• _Tasks_:
**1)** In the editing documentation, rewrite the paragraph beginning "The function is called with no arguments" more briefly, keeping its main facts.
**2)** According to the editing documentation, what does the key M-( do?
**3)** Continue the editing documentation from the point where it stops.

• _Extract to read_:
--

The function is called with no arguments, but with point at the
beginning of the comment, or at the end of a line if a new comment is to
be inserted.  The function should return the column in which the comment
ought to start.  For example, in Lisp mode, the indent hook function
bases its decision on the number of semicolons that begin an existing
comment and on the code in the preceding lines.

@node Balanced Editing, Lisp Completion, Comments, Programs
@section Editing Without Unbalanced Parentheses

@table @kbd
@item M-(
Put parentheses around next sexp(s) (@code{insert-parentheses}).
@item M-)
Move past next close parenthesis and re-indent
(@code{move-over-close-and-reindent}).
@end table

@kindex M-(
@kindex M-)

--

• _Information supplied_:

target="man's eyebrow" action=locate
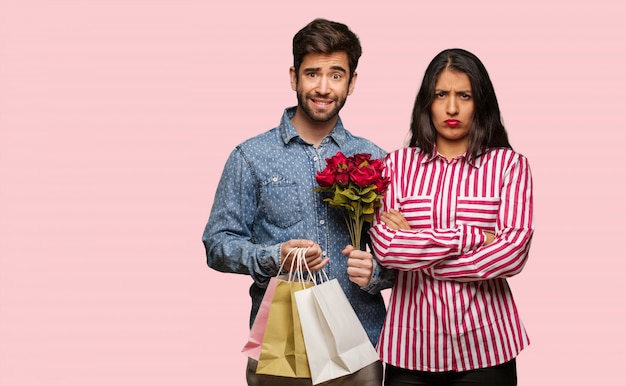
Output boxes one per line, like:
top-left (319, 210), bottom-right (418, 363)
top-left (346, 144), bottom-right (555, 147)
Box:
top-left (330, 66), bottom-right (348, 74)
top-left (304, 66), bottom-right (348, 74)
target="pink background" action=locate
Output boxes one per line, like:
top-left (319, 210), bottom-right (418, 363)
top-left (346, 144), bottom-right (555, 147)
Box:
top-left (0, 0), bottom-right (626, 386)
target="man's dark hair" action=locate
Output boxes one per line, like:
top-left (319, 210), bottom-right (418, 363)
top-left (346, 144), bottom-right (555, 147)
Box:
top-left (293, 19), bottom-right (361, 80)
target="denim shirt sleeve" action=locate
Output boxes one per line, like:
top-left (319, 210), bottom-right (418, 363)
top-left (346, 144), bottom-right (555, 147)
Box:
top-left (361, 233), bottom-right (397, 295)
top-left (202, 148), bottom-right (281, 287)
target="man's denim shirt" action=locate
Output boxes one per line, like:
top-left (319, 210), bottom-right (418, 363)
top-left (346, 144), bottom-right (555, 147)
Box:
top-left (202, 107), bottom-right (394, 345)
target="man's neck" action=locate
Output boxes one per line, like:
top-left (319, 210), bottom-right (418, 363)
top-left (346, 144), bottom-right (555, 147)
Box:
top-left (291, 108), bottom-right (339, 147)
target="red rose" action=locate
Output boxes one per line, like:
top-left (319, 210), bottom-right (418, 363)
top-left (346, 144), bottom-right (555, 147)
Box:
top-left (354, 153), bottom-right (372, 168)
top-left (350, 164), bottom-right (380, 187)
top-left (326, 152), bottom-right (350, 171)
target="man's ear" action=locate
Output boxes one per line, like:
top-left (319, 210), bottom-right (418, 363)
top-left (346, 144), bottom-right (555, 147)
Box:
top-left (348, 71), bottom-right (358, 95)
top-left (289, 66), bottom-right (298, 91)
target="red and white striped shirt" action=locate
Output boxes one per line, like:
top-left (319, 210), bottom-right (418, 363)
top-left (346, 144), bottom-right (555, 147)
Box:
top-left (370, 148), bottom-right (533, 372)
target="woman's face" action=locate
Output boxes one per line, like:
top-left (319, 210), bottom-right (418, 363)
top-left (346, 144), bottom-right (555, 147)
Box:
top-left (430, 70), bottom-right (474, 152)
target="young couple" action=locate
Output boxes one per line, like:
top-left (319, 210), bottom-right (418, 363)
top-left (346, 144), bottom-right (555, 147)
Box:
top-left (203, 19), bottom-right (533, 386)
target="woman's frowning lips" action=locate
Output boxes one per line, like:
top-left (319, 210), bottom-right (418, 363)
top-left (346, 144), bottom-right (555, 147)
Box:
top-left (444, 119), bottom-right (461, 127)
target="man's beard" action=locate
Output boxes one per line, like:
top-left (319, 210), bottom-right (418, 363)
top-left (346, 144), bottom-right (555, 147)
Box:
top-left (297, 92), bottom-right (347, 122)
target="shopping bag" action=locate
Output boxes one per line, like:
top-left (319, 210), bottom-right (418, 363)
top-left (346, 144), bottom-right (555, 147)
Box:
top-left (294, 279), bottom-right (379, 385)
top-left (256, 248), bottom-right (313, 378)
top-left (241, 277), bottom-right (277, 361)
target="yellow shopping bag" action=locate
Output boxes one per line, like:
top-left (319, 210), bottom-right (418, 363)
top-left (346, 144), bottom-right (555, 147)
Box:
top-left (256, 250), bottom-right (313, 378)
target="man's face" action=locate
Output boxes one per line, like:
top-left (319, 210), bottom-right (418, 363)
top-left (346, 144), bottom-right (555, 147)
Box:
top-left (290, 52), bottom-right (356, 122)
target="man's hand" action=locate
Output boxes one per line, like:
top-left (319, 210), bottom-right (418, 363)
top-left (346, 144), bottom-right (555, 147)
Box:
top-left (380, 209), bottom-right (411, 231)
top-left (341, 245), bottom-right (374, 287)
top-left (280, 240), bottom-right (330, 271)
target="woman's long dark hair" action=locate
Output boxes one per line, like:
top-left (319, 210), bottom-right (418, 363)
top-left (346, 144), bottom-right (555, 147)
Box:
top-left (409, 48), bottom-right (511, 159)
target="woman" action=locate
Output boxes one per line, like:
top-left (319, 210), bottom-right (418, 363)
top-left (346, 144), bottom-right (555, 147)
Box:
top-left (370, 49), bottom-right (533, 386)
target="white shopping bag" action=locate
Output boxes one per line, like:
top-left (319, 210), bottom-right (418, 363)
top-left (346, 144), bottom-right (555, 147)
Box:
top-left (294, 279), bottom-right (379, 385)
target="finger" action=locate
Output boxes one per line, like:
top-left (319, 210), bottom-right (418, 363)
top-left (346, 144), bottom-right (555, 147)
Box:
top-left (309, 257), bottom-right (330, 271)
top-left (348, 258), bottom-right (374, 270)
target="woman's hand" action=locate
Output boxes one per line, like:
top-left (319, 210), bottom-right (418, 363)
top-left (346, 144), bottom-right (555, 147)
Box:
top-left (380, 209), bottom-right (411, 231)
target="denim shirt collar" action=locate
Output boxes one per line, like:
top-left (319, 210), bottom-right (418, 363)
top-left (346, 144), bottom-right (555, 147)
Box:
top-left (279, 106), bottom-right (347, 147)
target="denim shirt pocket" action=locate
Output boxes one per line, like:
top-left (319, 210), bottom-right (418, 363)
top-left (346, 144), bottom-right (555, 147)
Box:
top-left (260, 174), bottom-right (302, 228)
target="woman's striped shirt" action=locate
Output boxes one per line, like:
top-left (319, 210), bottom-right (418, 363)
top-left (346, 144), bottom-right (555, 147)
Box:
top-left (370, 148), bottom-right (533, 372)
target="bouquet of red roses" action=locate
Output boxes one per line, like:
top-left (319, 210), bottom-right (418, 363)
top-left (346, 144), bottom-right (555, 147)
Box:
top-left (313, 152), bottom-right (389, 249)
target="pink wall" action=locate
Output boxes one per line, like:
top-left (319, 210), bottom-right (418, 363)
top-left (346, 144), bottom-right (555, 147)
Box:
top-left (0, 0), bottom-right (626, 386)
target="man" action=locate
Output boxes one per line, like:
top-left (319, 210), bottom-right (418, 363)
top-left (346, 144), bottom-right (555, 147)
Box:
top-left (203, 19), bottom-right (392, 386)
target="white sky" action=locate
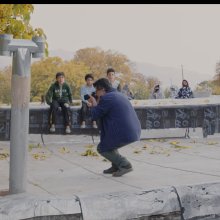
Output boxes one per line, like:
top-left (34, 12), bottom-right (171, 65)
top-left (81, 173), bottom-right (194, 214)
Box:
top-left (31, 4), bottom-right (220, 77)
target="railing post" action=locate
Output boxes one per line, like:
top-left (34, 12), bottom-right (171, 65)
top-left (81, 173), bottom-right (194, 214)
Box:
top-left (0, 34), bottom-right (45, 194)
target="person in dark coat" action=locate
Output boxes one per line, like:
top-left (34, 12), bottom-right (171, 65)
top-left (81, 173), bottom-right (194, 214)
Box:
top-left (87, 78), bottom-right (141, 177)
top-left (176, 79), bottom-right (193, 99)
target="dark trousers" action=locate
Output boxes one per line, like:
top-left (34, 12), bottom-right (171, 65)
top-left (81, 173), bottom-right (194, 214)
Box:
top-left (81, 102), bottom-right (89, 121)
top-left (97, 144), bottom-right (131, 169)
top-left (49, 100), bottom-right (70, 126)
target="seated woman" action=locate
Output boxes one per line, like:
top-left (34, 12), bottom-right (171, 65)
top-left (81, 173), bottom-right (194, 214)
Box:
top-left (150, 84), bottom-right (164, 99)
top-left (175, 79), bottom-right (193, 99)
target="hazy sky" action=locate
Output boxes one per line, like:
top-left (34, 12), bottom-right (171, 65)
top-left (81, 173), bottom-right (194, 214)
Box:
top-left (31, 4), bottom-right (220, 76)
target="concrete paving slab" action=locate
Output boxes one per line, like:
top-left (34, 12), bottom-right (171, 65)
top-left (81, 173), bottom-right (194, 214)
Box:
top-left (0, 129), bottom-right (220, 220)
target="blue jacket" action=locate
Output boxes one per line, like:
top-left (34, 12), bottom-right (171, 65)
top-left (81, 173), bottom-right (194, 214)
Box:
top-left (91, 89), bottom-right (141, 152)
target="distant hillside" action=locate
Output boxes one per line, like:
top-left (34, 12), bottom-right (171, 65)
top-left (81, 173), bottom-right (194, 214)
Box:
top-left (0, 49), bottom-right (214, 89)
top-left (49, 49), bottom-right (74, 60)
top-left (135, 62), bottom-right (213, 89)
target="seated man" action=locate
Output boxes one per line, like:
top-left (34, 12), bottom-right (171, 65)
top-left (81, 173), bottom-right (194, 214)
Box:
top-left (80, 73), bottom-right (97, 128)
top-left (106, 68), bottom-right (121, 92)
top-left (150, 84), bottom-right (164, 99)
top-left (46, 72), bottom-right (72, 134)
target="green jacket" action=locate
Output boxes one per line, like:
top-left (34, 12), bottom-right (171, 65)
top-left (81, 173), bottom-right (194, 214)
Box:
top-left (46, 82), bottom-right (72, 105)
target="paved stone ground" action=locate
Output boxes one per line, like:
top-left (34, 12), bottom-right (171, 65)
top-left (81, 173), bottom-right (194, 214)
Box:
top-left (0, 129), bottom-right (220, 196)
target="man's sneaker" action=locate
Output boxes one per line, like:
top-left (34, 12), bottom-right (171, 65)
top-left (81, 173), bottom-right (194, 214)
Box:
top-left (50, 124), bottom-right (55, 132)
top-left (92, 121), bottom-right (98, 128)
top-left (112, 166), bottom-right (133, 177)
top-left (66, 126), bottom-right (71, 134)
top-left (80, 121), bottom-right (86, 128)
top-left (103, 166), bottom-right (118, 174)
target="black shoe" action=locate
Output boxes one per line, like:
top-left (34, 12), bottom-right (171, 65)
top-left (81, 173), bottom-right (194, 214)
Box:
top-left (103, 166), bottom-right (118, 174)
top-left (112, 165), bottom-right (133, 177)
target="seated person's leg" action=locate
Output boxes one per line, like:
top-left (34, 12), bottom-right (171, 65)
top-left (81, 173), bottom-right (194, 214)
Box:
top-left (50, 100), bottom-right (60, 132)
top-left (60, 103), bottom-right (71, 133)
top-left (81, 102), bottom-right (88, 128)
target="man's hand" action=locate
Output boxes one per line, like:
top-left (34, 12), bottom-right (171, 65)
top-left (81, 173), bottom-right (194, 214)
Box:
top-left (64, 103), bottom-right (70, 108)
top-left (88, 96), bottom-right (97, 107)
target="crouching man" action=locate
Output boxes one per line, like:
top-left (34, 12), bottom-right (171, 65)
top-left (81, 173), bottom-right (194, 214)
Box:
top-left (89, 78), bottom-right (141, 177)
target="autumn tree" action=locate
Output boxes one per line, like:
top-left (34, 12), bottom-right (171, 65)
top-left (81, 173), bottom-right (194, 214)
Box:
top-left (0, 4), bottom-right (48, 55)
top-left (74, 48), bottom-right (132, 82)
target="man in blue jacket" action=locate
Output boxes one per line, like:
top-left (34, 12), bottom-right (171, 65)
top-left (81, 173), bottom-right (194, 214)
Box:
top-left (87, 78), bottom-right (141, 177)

--

• _The replies_:
**1)** The function takes no arguments. Point is at the start of the comment, or at the end of a line if a new comment is to be inserted. It returns the column where the comment should start. In Lisp mode, for example, the indent hook function decides based on how many semicolons begin an existing comment and on the code in the preceding lines.

**2)** It puts parentheses around the next sexp(s), using the command insert-parentheses.

**3)**
@findex insert-parentheses
@findex move-over-close-and-reindent
  The commands @kbd{M-(} (@code{insert-parentheses}) and @kbd{M-)}
(@code{move-over-close-and-reindent}) are designed to facilitate a style of
editing which keeps parentheses balanced at all times.  @kbd{M-(} inserts a
pair of parentheses, either together as in @samp{()}, or, if given an
argument, around the next several sexps, and leaves point after the open
parenthesis.  Instead of typing @kbd{( F O O )}, you can type @kbd{M-( F O
O}, which has the same effect except for leaving the cursor before the
close parenthesis.  You can then type @kbd{M-)}, which moves past the
close parenthesis, deletes any indentation preceding it (in this example
there is none), and indents with @key{LFD} after it.

@node Lisp Completion, Documentation, Balanced Editing, Programs
@section Completion for Lisp Symbols
@cindex completion (symbol names)

   Completion usually happens in the minibuffer.  An exception is
completion for Lisp symbol names, which is available in all buffers.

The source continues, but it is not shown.